◆ Stated task ◆
State how many lines in the data below contain the word "fishing", treating uppercase and lowercase letters as different, and give only that number.

◆ Task material ◆
####
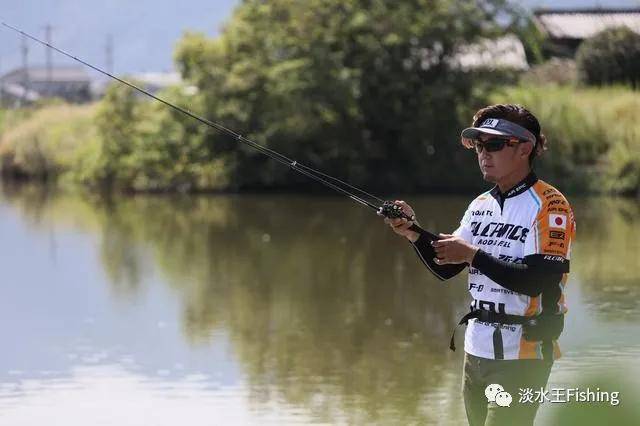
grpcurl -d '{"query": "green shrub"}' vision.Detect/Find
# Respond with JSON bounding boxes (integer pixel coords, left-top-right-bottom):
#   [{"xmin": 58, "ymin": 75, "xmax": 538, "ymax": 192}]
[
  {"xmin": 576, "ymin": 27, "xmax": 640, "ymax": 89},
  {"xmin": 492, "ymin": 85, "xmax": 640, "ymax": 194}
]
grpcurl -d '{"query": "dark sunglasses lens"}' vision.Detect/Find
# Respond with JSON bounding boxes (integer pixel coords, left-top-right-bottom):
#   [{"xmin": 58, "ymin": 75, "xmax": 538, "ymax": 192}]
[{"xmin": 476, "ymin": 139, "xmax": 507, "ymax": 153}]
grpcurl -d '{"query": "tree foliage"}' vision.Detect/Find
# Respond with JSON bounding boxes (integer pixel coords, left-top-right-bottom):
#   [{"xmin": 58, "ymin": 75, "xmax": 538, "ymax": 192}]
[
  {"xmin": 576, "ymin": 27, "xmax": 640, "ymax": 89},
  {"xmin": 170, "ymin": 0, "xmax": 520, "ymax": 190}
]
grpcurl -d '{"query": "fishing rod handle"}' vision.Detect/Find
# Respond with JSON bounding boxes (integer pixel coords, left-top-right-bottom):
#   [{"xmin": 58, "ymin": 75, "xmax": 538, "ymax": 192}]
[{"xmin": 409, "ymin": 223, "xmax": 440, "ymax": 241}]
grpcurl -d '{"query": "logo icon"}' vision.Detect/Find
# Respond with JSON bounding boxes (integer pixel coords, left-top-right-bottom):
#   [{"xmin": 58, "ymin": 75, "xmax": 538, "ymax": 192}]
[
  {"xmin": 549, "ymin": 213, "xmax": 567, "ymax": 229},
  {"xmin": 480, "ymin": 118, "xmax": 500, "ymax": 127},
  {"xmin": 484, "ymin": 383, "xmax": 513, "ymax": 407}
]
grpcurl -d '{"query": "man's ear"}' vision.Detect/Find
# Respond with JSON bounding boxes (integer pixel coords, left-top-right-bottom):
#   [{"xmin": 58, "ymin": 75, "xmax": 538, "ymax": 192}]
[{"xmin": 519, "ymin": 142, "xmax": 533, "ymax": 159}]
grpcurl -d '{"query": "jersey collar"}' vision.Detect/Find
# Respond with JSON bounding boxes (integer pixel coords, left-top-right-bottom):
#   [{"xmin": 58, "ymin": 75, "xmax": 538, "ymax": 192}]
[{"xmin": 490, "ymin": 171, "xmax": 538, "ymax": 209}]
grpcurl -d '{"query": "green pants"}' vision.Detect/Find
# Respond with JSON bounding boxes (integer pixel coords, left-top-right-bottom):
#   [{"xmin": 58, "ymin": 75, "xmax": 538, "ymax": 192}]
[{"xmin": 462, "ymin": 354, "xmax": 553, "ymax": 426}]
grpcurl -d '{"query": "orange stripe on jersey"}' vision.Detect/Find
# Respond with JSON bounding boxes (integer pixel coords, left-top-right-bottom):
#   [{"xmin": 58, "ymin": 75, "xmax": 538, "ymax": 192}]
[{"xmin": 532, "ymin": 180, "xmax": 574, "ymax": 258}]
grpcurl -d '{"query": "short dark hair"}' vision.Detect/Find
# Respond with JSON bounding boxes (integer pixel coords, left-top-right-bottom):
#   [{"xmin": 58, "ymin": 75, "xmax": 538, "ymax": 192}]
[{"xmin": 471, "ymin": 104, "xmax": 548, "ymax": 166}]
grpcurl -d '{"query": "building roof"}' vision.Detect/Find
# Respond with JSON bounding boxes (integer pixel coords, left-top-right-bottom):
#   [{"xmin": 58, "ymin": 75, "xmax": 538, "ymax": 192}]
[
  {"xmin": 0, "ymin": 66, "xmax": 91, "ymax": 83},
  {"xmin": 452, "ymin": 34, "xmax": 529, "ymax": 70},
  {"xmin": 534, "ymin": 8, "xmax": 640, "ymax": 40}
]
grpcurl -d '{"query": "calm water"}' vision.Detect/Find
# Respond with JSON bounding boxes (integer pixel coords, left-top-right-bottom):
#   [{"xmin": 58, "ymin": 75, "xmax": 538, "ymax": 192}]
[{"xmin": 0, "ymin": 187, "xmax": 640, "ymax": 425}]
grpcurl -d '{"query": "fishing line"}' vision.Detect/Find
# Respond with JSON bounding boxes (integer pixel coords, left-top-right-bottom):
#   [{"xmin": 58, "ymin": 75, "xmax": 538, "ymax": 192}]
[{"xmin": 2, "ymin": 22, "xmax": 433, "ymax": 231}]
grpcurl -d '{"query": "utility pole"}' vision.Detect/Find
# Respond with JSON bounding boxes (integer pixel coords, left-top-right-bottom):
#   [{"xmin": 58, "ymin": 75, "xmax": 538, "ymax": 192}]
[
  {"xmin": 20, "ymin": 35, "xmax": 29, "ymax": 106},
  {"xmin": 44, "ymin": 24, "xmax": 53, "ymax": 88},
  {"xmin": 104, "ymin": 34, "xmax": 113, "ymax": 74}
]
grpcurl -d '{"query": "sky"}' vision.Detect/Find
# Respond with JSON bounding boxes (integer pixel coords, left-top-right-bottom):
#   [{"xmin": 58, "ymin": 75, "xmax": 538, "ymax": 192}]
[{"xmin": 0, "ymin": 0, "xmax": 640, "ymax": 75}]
####
◆ Response below ◆
2